» **Aim**
Please write out exactly the lines that begin at the line containing "dry grass in the picture above?" and run to the end of the records.

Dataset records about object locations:
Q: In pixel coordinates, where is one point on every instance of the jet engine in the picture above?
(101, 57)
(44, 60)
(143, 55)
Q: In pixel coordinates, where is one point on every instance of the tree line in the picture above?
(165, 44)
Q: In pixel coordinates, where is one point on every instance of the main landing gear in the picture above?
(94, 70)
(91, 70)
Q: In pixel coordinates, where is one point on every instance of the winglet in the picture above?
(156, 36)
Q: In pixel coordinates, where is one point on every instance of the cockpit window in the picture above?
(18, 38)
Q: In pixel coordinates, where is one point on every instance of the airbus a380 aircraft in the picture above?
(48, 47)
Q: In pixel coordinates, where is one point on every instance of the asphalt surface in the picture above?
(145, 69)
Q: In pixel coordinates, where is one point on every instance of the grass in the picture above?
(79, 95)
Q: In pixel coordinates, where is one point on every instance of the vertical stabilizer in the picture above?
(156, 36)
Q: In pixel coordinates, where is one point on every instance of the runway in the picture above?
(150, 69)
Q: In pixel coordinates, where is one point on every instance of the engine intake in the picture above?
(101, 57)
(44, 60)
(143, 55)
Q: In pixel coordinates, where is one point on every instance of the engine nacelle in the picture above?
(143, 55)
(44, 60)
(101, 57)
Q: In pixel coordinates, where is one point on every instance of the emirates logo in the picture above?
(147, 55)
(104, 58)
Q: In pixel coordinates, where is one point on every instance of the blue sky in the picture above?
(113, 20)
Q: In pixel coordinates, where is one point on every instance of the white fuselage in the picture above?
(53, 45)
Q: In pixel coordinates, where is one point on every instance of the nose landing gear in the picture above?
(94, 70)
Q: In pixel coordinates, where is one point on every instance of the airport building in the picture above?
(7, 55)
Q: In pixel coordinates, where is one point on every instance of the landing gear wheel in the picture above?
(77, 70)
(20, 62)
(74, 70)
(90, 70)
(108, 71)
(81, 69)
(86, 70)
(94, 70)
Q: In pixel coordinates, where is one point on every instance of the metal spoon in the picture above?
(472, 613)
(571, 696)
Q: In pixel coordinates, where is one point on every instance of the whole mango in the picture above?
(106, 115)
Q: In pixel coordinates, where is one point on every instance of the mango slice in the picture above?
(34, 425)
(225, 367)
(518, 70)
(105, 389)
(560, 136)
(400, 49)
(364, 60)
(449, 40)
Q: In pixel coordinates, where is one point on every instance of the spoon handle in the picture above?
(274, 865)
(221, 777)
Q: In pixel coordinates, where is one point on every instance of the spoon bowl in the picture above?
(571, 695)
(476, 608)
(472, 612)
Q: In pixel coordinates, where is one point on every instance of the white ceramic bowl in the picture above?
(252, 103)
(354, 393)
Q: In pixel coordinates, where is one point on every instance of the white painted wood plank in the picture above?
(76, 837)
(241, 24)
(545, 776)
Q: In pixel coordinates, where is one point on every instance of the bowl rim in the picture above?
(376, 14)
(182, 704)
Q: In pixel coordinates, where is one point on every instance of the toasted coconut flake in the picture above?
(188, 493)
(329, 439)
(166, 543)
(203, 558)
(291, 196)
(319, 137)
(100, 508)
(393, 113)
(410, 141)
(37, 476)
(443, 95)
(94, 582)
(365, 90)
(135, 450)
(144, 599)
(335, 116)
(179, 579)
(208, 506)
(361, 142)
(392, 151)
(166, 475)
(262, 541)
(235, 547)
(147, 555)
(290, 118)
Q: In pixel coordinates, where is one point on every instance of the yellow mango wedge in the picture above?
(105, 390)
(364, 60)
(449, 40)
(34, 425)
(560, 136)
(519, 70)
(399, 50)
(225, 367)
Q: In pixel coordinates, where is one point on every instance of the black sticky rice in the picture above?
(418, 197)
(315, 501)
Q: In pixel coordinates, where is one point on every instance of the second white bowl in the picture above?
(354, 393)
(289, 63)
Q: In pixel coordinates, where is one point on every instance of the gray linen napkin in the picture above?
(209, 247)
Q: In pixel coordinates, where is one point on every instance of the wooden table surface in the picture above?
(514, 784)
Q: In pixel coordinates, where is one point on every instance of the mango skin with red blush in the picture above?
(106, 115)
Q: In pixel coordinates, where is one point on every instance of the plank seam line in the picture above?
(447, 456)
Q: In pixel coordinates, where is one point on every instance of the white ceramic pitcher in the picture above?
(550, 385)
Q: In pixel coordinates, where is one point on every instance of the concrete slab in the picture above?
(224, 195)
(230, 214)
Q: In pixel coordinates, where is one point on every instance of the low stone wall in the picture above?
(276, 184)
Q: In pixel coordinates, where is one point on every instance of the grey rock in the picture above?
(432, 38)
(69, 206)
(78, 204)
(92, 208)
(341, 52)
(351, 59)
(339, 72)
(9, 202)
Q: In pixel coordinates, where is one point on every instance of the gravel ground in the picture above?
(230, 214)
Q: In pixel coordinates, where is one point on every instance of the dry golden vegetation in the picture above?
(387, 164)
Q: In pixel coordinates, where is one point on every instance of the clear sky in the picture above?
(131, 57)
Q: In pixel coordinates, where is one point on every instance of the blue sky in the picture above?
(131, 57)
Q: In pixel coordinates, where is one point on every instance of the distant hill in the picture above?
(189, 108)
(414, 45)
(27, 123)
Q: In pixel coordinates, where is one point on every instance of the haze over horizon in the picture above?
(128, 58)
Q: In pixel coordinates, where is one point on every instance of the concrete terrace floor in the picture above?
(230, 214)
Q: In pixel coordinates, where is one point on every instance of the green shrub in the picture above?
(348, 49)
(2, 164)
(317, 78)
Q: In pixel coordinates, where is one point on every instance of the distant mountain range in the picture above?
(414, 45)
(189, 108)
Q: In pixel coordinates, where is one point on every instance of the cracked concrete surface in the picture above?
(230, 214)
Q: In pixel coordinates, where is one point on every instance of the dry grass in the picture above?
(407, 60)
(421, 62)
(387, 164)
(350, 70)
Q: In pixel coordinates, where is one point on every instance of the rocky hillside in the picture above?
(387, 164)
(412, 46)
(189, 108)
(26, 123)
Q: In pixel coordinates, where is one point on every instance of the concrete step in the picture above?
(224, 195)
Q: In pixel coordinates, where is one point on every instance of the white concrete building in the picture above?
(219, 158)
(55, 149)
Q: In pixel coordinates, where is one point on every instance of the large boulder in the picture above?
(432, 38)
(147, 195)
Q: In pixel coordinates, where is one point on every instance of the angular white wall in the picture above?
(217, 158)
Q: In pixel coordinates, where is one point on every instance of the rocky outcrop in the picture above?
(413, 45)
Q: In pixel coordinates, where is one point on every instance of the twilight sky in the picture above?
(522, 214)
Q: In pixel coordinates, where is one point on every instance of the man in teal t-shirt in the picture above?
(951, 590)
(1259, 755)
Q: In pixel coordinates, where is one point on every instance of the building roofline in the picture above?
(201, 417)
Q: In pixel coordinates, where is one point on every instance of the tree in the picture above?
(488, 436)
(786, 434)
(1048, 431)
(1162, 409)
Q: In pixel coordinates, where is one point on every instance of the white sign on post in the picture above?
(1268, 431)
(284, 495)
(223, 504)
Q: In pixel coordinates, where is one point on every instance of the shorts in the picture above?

» **Solution below**
Q: In pixel coordinates, where is one point on every instance of the dry grass in the picture above?
(407, 60)
(421, 62)
(387, 164)
(350, 70)
Q: In pixel coordinates, where is one point on every instance of the rocky hillside in the picture above?
(387, 164)
(412, 46)
(189, 108)
(26, 123)
Q: In pixel coordinates, where is one point on every instance of the concrete step in the picture above?
(224, 195)
Q: In pixel coordinates, where is one point on every instance of the white concrete building in the picture above?
(219, 158)
(55, 149)
Q: In pixel coordinates, where is one point on every instance of the large boulder in the picture above?
(432, 38)
(147, 195)
Q: In pixel coordinates, where is one point on every instance of the angular white wall in the picture above?
(217, 158)
Q: In pixel coordinates, where is one point on every instance of the rocky outcrop in the picture above?
(413, 45)
Q: In pixel coordinates, where is one point on every instance of the twilight sky in the picture above?
(522, 214)
Q: In pixel coordinates, where is one point on every instance of the man in teal t-shirt in the picture above?
(951, 590)
(1259, 755)
Q: In pixel coordinates, where is one point on every instance of the building roofline in the picture above?
(201, 417)
Q: In pixel coordinates, where is one point on every instance of the tree in the picture above?
(488, 436)
(786, 434)
(1048, 431)
(1162, 409)
Q: In pixel coordinates, where is one point on every instance of the white sign on post in the picture above?
(1268, 431)
(284, 495)
(223, 504)
Q: In pixel coordinates, where is one point on every instance of the shorts in the picture above?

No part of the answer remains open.